# THE TASK
The reply should hold every line of the data, unchanged and complete.

----

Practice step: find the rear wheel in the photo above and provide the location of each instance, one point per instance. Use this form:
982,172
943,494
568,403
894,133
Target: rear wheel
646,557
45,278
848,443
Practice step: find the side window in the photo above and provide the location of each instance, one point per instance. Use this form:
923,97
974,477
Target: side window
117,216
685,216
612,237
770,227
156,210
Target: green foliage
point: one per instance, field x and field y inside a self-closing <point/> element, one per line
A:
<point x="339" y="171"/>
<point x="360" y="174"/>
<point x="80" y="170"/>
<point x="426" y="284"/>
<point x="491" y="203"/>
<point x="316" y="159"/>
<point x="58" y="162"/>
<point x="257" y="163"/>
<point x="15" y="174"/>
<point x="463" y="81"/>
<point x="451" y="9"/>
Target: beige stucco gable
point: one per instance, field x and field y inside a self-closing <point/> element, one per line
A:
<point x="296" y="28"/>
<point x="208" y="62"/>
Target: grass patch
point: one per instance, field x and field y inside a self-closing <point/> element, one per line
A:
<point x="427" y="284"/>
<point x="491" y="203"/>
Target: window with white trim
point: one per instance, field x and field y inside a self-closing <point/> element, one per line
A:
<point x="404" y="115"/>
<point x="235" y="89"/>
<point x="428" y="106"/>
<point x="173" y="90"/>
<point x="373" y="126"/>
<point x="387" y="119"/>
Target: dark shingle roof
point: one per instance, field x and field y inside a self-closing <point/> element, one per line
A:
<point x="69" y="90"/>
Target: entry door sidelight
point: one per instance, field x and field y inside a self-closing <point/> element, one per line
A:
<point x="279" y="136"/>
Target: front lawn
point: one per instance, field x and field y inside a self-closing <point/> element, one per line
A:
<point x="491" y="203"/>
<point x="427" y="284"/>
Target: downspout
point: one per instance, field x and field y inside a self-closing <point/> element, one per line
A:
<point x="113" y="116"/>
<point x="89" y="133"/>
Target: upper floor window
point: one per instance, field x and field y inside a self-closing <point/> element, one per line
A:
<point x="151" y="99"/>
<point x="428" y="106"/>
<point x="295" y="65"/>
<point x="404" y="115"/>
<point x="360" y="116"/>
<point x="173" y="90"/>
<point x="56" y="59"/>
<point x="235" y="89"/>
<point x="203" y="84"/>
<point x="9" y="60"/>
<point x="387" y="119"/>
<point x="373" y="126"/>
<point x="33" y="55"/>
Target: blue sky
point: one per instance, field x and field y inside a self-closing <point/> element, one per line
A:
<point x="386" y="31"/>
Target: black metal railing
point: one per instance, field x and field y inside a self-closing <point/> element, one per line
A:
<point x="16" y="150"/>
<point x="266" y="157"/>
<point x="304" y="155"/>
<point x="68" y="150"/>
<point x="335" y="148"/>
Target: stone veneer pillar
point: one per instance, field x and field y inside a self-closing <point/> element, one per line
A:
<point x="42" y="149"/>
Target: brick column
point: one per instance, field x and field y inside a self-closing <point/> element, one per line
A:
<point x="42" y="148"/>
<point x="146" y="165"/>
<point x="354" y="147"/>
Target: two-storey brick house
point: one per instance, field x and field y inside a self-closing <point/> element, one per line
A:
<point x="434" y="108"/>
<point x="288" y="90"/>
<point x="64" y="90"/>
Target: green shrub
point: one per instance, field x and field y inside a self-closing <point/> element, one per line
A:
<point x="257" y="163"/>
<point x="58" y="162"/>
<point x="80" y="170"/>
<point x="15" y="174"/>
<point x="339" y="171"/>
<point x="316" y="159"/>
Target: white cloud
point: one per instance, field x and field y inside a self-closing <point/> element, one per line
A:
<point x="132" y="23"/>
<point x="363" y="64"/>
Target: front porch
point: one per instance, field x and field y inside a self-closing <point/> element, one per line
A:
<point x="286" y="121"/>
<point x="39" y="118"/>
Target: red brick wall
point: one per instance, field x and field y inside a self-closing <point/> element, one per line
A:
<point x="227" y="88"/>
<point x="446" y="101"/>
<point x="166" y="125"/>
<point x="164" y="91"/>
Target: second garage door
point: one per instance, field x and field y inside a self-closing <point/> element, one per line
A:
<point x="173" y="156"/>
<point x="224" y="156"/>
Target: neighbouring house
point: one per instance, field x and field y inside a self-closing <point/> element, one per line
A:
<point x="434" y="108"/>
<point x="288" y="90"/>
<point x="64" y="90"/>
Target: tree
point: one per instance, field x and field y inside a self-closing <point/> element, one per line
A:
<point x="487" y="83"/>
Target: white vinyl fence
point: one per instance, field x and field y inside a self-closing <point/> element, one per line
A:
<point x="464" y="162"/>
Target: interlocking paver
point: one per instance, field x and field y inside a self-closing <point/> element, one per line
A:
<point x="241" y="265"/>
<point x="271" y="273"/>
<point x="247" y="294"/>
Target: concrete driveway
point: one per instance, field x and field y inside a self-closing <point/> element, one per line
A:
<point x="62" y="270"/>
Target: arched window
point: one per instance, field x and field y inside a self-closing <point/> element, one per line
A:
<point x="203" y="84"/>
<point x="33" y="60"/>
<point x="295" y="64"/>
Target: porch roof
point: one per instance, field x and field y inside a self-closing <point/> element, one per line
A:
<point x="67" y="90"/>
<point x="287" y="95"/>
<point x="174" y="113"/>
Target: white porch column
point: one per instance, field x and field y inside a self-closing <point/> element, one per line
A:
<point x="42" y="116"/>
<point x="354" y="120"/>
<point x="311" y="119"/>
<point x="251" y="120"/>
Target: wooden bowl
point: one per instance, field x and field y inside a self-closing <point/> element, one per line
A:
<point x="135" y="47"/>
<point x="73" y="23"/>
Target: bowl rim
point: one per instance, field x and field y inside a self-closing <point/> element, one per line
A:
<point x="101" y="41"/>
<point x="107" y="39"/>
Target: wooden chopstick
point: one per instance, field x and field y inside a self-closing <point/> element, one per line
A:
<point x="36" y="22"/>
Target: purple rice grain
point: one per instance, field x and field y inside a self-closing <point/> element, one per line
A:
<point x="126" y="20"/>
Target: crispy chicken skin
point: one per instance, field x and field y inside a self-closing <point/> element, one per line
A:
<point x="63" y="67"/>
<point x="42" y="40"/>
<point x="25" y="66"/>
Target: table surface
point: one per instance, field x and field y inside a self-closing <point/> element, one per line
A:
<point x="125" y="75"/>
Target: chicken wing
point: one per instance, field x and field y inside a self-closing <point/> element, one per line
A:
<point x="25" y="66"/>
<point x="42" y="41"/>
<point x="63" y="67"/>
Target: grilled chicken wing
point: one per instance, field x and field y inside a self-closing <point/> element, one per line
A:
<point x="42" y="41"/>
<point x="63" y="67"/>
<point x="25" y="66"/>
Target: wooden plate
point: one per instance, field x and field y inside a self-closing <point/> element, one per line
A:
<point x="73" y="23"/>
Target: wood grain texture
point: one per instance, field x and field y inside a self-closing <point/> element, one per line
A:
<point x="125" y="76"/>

----

# ANSWER FOR THE TASK
Practice step: find the rear wheel in the photo above and provide the location of each instance, one point per instance. Use this form:
982,172
943,494
568,403
894,133
Target: rear wheel
646,557
45,278
848,443
Practice step: find the side window in the photo above and provide the location of each instance, one point per instance. Use this form:
923,97
974,477
Target: side window
117,216
685,216
612,237
770,227
156,210
Target: green foliage
point: one per instance, field x and field y inside a self-closing <point/> element, one per line
A:
<point x="339" y="171"/>
<point x="360" y="174"/>
<point x="80" y="170"/>
<point x="426" y="284"/>
<point x="491" y="203"/>
<point x="316" y="159"/>
<point x="58" y="162"/>
<point x="257" y="163"/>
<point x="15" y="174"/>
<point x="463" y="81"/>
<point x="451" y="9"/>
Target: beige stucco gable
point: one per instance, field x and field y inside a self-closing <point/> element, one per line
A:
<point x="296" y="28"/>
<point x="208" y="62"/>
Target: grass patch
point: one per instance, field x and field y inside a self-closing <point/> element, one per line
A:
<point x="427" y="284"/>
<point x="491" y="203"/>
Target: window with white trim
point: one per instance, field x and field y inside a self-closing <point/> element, one per line
A:
<point x="404" y="115"/>
<point x="235" y="89"/>
<point x="428" y="106"/>
<point x="173" y="90"/>
<point x="373" y="126"/>
<point x="387" y="119"/>
Target: dark shingle roof
point: one per instance, field x and field y inside a self-closing <point/> element, one per line
A:
<point x="69" y="90"/>
Target: entry door sidelight
point: one per instance, field x and field y inside a self-closing <point/> element, one per line
A:
<point x="279" y="136"/>
Target: front lawn
point: one per instance, field x and field y inside a self-closing <point/> element, one per line
A:
<point x="491" y="203"/>
<point x="427" y="284"/>
Target: downspout
point: one per instance, field x and field y inside a self-closing <point/> element, one per line
A:
<point x="113" y="116"/>
<point x="89" y="133"/>
Target: upper floor window
point: one per instance, field x and field y inside a self-closing <point/> element, one per line
A:
<point x="151" y="99"/>
<point x="428" y="106"/>
<point x="295" y="65"/>
<point x="404" y="115"/>
<point x="360" y="116"/>
<point x="173" y="90"/>
<point x="56" y="59"/>
<point x="235" y="89"/>
<point x="203" y="84"/>
<point x="9" y="60"/>
<point x="387" y="119"/>
<point x="373" y="126"/>
<point x="33" y="55"/>
Target: blue sky
point: one per instance, field x and field y inside a self-closing <point/> element, one per line
A:
<point x="386" y="31"/>
Target: black metal railing
point: one per instance, field x and field y inside a self-closing <point/> element, one per line
A:
<point x="16" y="150"/>
<point x="266" y="157"/>
<point x="304" y="155"/>
<point x="68" y="150"/>
<point x="335" y="148"/>
Target: stone veneer pillar
point: one per instance, field x and field y inside a self-closing <point/> element, one per line
A:
<point x="42" y="149"/>
Target: brick column
point: one per instance, field x and field y inside a self-closing <point/> element, one per line
A:
<point x="42" y="148"/>
<point x="146" y="165"/>
<point x="354" y="147"/>
Target: two-storey brick house
point: one per instance, field x and field y inside a self-closing <point/> element, one per line
A:
<point x="434" y="108"/>
<point x="288" y="90"/>
<point x="64" y="90"/>
Target: green shrub
point: one per instance, field x and field y inside a self-closing <point/> element, one per line
A:
<point x="257" y="163"/>
<point x="58" y="162"/>
<point x="80" y="170"/>
<point x="15" y="174"/>
<point x="339" y="171"/>
<point x="316" y="159"/>
Target: white cloud
point: one per instance, field x and field y inside a self-closing <point/> element, one per line
A:
<point x="132" y="23"/>
<point x="363" y="64"/>
Target: front porch
point: one per instance, field x and field y inside a self-closing <point/> element, one per line
A:
<point x="286" y="121"/>
<point x="39" y="118"/>
Target: red brick wall
point: one per instance, field x and field y inside a self-closing <point/> element, one per line
A:
<point x="227" y="88"/>
<point x="446" y="101"/>
<point x="166" y="125"/>
<point x="164" y="91"/>
Target: second garage door
point: one per instance, field x and field y inside a self-closing <point/> element, one per line
A:
<point x="173" y="156"/>
<point x="224" y="156"/>
Target: neighbouring house
point: one per instance, field x and field y inside a self-closing <point/> element, one per line
A:
<point x="434" y="108"/>
<point x="288" y="90"/>
<point x="64" y="90"/>
Target: tree
point: one per instance, field x and field y inside a self-closing <point/> element, one per line
A:
<point x="487" y="83"/>
Target: white vinyl fence
point: one per instance, field x and field y inside a self-closing <point/> element, one per line
A:
<point x="464" y="162"/>
Target: interlocking paver
point: one per instance, field x and field y inside a self-closing <point/> element, one per line
A:
<point x="241" y="265"/>
<point x="271" y="273"/>
<point x="247" y="294"/>
Target: concrete driveway
point: one per instance, field x and field y inside a self-closing <point/> element, one per line
A:
<point x="62" y="270"/>
Target: arched window
point: one per instance, field x and field y inside a self-closing <point/> element, one per line
A:
<point x="203" y="84"/>
<point x="33" y="60"/>
<point x="295" y="64"/>
Target: porch roof
point: one per instance, field x and field y inside a self-closing <point/> element, one per line
A:
<point x="67" y="90"/>
<point x="287" y="95"/>
<point x="174" y="113"/>
Target: white porch column
point: one per instance, field x and field y inside a self-closing <point/> element, one per line
A:
<point x="42" y="116"/>
<point x="354" y="120"/>
<point x="311" y="119"/>
<point x="251" y="120"/>
Target: wooden bowl
point: one per instance, field x and field y inside a self-closing <point/> element, one per line
A:
<point x="135" y="47"/>
<point x="73" y="23"/>
Target: bowl rim
point: one per instance, field x and field y inside a self-closing <point/> element, one per line
A:
<point x="101" y="41"/>
<point x="107" y="39"/>
Target: wooden chopstick
point: one per instance, field x and field y inside a self-closing <point/> element, one per line
A:
<point x="36" y="22"/>
Target: purple rice grain
point: one per instance, field x and field y inside a self-closing <point/> element, one per line
A:
<point x="126" y="20"/>
Target: crispy chicken skin
point: one per instance, field x and field y inside a self-closing <point/> element, one per line
A:
<point x="63" y="67"/>
<point x="42" y="40"/>
<point x="25" y="66"/>
Target: table surface
point: one per instance, field x and field y inside a self-closing <point/> element, one per line
A:
<point x="125" y="75"/>
Target: chicken wing
point: one per instance, field x and field y inside a self-closing <point/> element, one per line
A:
<point x="25" y="66"/>
<point x="42" y="41"/>
<point x="63" y="67"/>
Target: grilled chicken wing
point: one per instance, field x and field y inside a self-closing <point/> element, one per line
A:
<point x="42" y="41"/>
<point x="63" y="67"/>
<point x="25" y="66"/>
Target: wooden plate
point: one per instance, field x and field y inside a self-closing <point/> element, one per line
A:
<point x="73" y="23"/>
Target: wood grain texture
point: one per instance, field x and field y inside a self-closing <point/> element, one per line
A:
<point x="125" y="76"/>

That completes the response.